• DIRECTION:
In the data, from the line holding "object_class = facade" through the end, inclusive, swap "locate" for "find" and reproduce those lines with all else unchanged.

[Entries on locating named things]
◇ ◇ ◇ ◇ ◇ ◇ ◇

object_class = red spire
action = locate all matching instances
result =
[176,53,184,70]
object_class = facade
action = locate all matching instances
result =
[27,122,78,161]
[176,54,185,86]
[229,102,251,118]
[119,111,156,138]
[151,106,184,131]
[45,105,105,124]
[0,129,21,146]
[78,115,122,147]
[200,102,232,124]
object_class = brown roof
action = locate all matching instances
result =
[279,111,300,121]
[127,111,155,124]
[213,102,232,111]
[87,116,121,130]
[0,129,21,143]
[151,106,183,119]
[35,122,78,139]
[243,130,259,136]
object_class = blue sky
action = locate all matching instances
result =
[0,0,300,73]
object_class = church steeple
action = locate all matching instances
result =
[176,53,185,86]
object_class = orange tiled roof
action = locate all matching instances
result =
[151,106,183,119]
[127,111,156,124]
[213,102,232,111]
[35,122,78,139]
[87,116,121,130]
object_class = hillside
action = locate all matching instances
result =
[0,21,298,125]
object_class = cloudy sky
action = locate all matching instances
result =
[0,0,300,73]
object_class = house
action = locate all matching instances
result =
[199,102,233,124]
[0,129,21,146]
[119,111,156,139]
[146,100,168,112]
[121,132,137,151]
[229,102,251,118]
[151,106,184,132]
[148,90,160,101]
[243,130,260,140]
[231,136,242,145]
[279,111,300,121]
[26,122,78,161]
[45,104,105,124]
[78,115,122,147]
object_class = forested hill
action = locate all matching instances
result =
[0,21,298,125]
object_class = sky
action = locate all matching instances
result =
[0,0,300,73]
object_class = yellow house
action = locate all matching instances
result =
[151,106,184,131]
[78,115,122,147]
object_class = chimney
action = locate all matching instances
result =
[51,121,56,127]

◇ ◇ ◇ ◇ ◇ ◇ ◇

• REPLY TO THE TASK:
object_class = facade
action = find all matching instances
result =
[27,122,78,161]
[176,54,185,86]
[229,102,251,118]
[119,111,156,138]
[151,106,184,131]
[45,105,105,124]
[0,129,21,146]
[78,115,122,147]
[200,102,232,124]
object_class = brown roof
action = find all matching instances
result =
[279,111,300,121]
[127,111,155,124]
[213,102,232,111]
[87,116,121,130]
[0,129,21,143]
[151,106,183,119]
[35,122,78,139]
[243,130,259,136]
object_class = blue sky
action = find all matching instances
result =
[0,0,300,73]
object_class = church steeple
action = find all matching instances
result =
[176,53,185,86]
object_class = orange tiled roof
action = find all matching instances
result =
[151,106,183,119]
[127,111,156,124]
[213,102,232,111]
[35,122,78,139]
[87,116,121,130]
object_class = hillside
action = find all matching instances
result =
[0,21,298,125]
object_class = cloudy sky
action = find all matching instances
result =
[0,0,300,73]
object_class = house
action = find all matching instances
result =
[199,102,233,124]
[0,129,21,146]
[119,111,156,139]
[146,100,168,112]
[121,132,137,151]
[229,102,251,118]
[151,106,184,132]
[148,90,160,101]
[243,130,260,140]
[231,136,242,145]
[279,111,300,121]
[26,122,78,161]
[45,104,105,124]
[78,115,122,147]
object_class = forested hill
action = find all matching instances
result =
[0,21,298,125]
object_class = sky
action = find all matching instances
result =
[0,0,300,73]
object_class = yellow house
action = find all matching instances
result =
[151,106,184,131]
[78,115,122,147]
object_class = chimney
action = find all matching instances
result =
[51,121,56,127]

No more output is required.